start Page
The experimental results provide robust evidence that both the intrinsic properties of construction materials and external atmospheric conditions play a decisive role in fire development and structural survivability in informal dwellings. The discussion below examines these findings from the following three key perspectives: thermal dynamics, material performance, and practical implications for fire risk mitigation.

4.1. Influence of Material Composition on Fire Behavior

Materials such as MDF and OSB demonstrated high fire propagation velocities and early structural failure, consistent with their homogeneous, porous nature and lack of thermal insulation. Their capacity for sustained pyrolysis under moderate heat fluxes leads to rapid flame spread and intense thermal degradation. These findings align with previous full-scale studies in similar urban contexts [4,6].
In contrast, the flame-retardant composite panels [21] maintained lower peak temperatures and delayed both rapid flame escalation under semi-open conditions and collapse. This performance is attributed to the presence of fire-inhibiting additives and a higher thermal inertia, which retards heat transfer and flame propagation. These results validate the composite material’s suitability for passive fire protection in vulnerable housing contexts.

4.2. Atmospheric Conditions and Fire Spread

The correlation matrix revealed a strong relationship between wind speed and fire spread, supporting existing models where convective transport and flame tilting accelerate lateral ignition [19]. Gust wind events were particularly impactful, often triggering directional flame jets that bypassed vertical ignition paths and ignited roofs or rear façades prematurely.
Interestingly, ambient UV index and light intensity—usually dismissed in indoor compartment fires—both showed a moderate influence on ignition delays, likely due to their indirect contribution to the pre-heating of external surfaces prior to ignition.
These environmental factors should be formally included in urban fire modeling efforts, particularly in settlements with unregulated building envelopes exposed to direct solar radiation and natural ventilation [22].

4.3. Representativity and Validity of the Experimental Model

The temperature–time profiles closely matched the ISO 834 curve during the early growth phase but diverged after the rapid flame escalation phase (semi-open analog), highlighting the partial ventilation effect of the scaled models. Despite this, the thermal evolution and collapse patterns are representative of real-world informal fires documented in South Africa and Latin America [8,9].
Whilst the lack of a fully sealed compartment [23] precludes classical flashover, the observed rapid flame escalation is functionally analogous. The thermal transition and flame engulfment confirm this analogy. However, future work should differentiate between compartment-based rapid flame escalation and “open-flame escalation” phenomena under partial ventilation.
end Page
= Stated task 1 =
Reproduce the records word for word, everything from their first line down to the line containing "226,67,276,117", with both of those lines included.
= Stated task 2 =
Proceed with the discussion of fire behavior in informal dwellings, writing what follows its final sentence.
start Material to process
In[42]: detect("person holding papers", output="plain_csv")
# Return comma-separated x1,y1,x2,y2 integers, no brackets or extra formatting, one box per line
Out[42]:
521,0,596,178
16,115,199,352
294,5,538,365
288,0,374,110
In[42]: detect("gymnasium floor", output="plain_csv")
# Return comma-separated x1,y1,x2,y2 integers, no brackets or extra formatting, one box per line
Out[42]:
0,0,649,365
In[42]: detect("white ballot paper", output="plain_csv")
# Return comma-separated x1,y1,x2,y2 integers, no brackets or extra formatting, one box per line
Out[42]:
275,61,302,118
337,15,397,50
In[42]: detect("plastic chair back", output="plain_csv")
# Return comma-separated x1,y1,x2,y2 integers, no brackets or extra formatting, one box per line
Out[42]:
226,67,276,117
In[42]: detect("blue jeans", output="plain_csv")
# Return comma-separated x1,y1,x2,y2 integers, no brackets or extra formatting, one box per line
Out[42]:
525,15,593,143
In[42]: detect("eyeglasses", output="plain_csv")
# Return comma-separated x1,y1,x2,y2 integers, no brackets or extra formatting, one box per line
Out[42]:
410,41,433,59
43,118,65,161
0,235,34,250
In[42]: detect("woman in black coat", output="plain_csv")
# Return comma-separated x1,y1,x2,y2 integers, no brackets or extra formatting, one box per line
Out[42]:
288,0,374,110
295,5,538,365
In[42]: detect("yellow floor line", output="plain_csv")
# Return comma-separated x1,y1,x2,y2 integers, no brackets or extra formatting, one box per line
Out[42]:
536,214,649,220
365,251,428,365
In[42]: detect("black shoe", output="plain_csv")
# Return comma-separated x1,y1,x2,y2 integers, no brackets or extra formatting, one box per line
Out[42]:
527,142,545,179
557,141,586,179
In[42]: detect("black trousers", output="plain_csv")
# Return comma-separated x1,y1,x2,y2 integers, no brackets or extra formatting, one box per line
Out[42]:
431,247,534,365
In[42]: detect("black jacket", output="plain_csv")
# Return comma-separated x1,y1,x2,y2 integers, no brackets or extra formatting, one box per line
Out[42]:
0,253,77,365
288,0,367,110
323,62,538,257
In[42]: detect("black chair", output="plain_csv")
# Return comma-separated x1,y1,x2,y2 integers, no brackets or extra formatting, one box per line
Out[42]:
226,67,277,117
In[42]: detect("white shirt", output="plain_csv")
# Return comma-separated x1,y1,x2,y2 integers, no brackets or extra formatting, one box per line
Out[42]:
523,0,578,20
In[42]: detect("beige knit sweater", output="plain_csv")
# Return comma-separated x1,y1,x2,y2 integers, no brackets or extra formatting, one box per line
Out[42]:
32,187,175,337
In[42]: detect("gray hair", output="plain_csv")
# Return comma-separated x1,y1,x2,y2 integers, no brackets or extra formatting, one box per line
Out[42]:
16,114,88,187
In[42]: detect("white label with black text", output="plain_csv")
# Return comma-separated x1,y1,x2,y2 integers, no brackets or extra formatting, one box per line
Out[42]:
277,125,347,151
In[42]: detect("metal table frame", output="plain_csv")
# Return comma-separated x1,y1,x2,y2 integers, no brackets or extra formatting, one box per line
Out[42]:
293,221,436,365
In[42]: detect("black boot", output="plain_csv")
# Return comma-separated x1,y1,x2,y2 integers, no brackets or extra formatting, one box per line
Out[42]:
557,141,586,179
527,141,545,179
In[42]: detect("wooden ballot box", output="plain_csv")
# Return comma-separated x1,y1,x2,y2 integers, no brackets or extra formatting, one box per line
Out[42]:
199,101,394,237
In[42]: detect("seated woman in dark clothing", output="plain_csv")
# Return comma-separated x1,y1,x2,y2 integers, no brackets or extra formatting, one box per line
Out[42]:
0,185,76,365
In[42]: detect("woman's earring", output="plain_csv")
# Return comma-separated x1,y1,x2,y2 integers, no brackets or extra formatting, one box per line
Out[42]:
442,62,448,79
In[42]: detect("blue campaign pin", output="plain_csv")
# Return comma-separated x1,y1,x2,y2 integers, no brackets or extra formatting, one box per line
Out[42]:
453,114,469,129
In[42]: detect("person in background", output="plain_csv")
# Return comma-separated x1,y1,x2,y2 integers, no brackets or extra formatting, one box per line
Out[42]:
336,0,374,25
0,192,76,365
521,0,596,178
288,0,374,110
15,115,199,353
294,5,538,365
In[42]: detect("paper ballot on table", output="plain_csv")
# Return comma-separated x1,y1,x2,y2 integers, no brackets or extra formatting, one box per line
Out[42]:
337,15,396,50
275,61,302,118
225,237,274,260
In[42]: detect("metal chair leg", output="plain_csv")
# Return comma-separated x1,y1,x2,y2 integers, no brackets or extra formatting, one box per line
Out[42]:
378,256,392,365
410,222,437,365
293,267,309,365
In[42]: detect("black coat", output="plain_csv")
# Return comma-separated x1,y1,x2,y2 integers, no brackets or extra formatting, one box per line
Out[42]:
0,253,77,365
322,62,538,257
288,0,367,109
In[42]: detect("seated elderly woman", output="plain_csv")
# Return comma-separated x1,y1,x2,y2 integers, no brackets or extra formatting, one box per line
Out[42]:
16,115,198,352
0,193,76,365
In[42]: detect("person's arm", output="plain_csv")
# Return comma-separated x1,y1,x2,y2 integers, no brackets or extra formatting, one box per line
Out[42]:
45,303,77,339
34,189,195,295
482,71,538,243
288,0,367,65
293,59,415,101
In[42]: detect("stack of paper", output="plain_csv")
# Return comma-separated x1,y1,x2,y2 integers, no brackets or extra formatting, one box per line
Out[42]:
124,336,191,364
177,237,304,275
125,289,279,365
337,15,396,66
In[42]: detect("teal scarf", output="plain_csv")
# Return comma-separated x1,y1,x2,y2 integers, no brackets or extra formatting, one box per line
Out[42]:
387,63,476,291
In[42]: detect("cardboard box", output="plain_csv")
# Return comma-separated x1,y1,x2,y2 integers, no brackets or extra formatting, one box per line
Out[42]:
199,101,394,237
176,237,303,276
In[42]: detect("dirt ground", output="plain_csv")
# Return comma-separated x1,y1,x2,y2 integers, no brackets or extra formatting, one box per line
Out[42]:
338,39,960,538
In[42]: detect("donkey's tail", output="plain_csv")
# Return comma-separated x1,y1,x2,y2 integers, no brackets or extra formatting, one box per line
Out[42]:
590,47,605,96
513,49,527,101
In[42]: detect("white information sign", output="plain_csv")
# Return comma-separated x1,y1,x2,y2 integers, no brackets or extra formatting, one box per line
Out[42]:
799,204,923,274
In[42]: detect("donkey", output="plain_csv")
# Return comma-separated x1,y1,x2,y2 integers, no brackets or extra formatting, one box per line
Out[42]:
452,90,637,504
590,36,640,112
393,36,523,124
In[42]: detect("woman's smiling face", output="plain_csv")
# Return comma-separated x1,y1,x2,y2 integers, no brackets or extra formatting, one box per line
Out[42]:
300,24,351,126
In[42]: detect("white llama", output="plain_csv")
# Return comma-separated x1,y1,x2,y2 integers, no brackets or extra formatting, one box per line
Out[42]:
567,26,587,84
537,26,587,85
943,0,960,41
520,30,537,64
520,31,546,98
end Material to process
= Expected output 1 =
In[42]: detect("person holding papers", output="plain_csv")
# Return comma-separated x1,y1,x2,y2 integers, no brackets or extra formatting, one box per line
Out[42]:
521,0,596,178
16,115,199,352
294,5,538,365
288,0,374,110
In[42]: detect("gymnasium floor", output="plain_csv")
# Return comma-separated x1,y1,x2,y2 integers, no brackets or extra formatting, one box per line
Out[42]:
0,0,649,365
In[42]: detect("white ballot paper", output="plain_csv")
# Return comma-separated x1,y1,x2,y2 integers, no brackets or extra formatting, one box per line
Out[42]:
275,61,302,118
337,15,397,50
In[42]: detect("plastic chair back", output="plain_csv")
# Return comma-separated x1,y1,x2,y2 integers, no brackets or extra formatting, one box per line
Out[42]:
226,67,276,117

= Expected output 2 =
4.4. Probabilistic Modeling and Evacuation Windows

The Kaplan–Meier survival analysis proved to be a valuable tool for quantifying structural endurance over time. The marked differences in median collapse times between materials highlight its utility in comparing fire resilience, even in small-scale tests.
This statistical framework can be adapted to simulate evacuation time thresholds, integrate with human response modeling, and inform design codes or emergency protocols in low-resource urban contexts. Nonetheless, its application must be accompanied by rigorous event definition, complete censoring data, and sensitivity analysis—elements which are currently limited in this pilot study.

4.5. Burn Patterns and Wind Directionality

The burn pattern diagrams revealed significant asymmetry in fire spread depending on material and wind exposure. Materials with high thermal conductivity or structural rigidity (e.g., OSB) exhibited unidirectional collapse trajectories, suggesting that certain material–wind configurations create predictable paths of failure.
This emphasizes the need to incorporate directional wind analysis into urban planning for informal settlements, potentially influencing building orientation, clustering geometry, and spacing regulations.

4.6. Limitations and Future Work

The current study provides essential insights but is not without the following limitations:
  • Instrumentation granularity could be improved with distributed thermocouple arrays and heat flux sensors.
  • Dimensional analysis was limited; future experiments should be governed by similarity laws (e.g., Froude, Reynolds, Peclet numbers) to enable formal upscaling.
  • Human behavior and occupant dynamics were excluded from the analysis. Fire safety in informal housing also depends on mobility constraints, alert systems, and social dynamics during fire emergencies.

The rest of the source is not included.